#### [Required actions]
a) Summarize the passage on Sukkot and the Blessing of Years in two sentences.
b) Carry on the passage about Sukkot and the Blessing of Years from its last sentence.

#### [Reading passage]

((

Past Years of Plenty

1. Sukkot is a celebration of the harvest. We may learn this directly from the Torah (Devarim 16:13): the time to observe Sukkot is set "at the end of the year when you gather in the results of your work in the field." So critical is the agricultural dimension to Sukkot's significance, one of the holiday's names is derived from this aspect: "Chag ha-Asif" (Festival of the Ingathering).

This meaning of Sukkot aligns the festival with a paragraph in the Shemoneh Esrei (a.k.a., Amidah); agricultural success is a theme common to both the holiday and Birkat ha-Shanim (The Blessing of Years). The berakhah reads thus: 'Bless on our behalf (aleinu), Hashem our G-d, this year (shanah) and all the kinds of crops for the best; and give blessing on the face of the earth (adamah), and satisfy us with Your bounty; and bless our year like the best years. Blessed are You Hashem who blesses the years.' The celebration of Sukkot ought to raise our kavvanah in praying Birkat ha-Shanim. (Sukkot is just one example of the alignment between a holiday and a berakhah of the Shemoneh Esrei. The presence Rosh ha-Shanah and Yom Kippur heightens awareness of the paragraphs about teshuva (repentance) and selichah (forgiveness); the presence of Pesach elevates our intention in the berakhah for ge'ulah (redemption); etc.)

2. Birkat ha-Shanim is not merely a petition for agricultural wealth. If it were only this, perhaps its name would be Birkhat Parnasah (Blessing of Sustenance). But the word "parnasah" (sustenance), a word we might expect to find in a request for a sustaining harvest, does not even appear in this blessing.

))

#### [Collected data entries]
((

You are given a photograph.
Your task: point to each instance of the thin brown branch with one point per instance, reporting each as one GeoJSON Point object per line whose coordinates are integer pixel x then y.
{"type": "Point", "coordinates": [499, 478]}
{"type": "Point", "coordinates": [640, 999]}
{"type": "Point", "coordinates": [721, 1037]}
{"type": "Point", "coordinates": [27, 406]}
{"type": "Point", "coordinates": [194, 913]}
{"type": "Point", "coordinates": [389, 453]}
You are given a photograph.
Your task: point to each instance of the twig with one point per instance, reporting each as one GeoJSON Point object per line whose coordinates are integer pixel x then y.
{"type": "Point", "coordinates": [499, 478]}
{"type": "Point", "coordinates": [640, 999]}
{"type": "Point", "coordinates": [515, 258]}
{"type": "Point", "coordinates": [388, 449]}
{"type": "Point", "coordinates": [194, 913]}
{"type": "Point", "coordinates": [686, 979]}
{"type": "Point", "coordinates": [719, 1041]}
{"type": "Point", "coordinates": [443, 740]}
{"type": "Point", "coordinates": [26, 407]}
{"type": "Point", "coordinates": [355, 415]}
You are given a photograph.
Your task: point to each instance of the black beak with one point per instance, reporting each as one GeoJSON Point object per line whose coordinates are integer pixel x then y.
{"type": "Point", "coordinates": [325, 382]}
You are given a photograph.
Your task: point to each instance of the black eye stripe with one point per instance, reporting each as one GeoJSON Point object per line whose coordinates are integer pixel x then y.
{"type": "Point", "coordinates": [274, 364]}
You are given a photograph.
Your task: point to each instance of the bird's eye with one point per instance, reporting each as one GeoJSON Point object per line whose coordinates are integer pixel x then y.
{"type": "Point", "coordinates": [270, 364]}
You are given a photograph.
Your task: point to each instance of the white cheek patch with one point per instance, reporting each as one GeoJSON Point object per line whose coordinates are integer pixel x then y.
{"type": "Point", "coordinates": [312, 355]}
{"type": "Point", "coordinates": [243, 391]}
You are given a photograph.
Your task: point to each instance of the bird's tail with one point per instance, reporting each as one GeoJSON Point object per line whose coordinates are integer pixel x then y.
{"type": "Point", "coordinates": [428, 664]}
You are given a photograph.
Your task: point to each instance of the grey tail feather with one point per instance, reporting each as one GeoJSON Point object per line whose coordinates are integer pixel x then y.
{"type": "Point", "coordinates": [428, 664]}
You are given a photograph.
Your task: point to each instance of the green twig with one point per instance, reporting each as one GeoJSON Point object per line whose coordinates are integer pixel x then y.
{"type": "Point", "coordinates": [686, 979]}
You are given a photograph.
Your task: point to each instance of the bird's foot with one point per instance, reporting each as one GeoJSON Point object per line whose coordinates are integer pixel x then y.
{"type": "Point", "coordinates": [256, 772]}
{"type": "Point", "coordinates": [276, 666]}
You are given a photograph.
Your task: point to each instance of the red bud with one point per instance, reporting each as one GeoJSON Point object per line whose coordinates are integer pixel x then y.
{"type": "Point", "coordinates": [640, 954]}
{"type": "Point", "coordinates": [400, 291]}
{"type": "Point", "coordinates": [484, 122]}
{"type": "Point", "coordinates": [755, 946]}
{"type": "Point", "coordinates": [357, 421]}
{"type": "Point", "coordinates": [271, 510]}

))

#### [The answers]
a) Sukkot is a celebration of the harvest: the Torah sets it at the end of the year when the results of work in the field are gathered, and one of its names is "Chag ha-Asif" (Festival of the Ingathering). This agricultural theme links the holiday to Birkat ha-Shanim in the Shemoneh Esrei, and celebrating Sukkot ought to raise kavvanah in praying that blessing, which is more than a petition for agricultural wealth and does not even contain the word "parnasah."

b)
At this time of year, we say that The King is in the fields. We understand that now HaShem has come out onto our turf, but what The King does in the fields is not clear. Also at this time of year, we call HaShem "Av Ha-Rachamim" ('The Father of Mercy', or more literally 'The Father of Wombs'). The temporal juxtaposition and spiritual alignment of these two images, allows the explication of The King coming into the fields in terms of The King being Av Ha-Rachamim. We may learn that The King is in the fields --as father-- inseminating and --as wombs-- nurturing. HaShem is in the fields, laboring as a farmer, seeding and caring for the plantings; and we, as the recipients of Our Father's great rachamim (mercy), we are the crops.

When I pray Birkhat ha-Shanim, I pray that I transform from mere soil and rain and seed, that I unify and rise up from my simply being matter; I pray that the elements prepared carefully over the preceding years -- the nutrients and moisture deposited gradually into my soil -- the experience and love I've received into my personal history -- may be turned from raw potentialities into flourishing actuality of being.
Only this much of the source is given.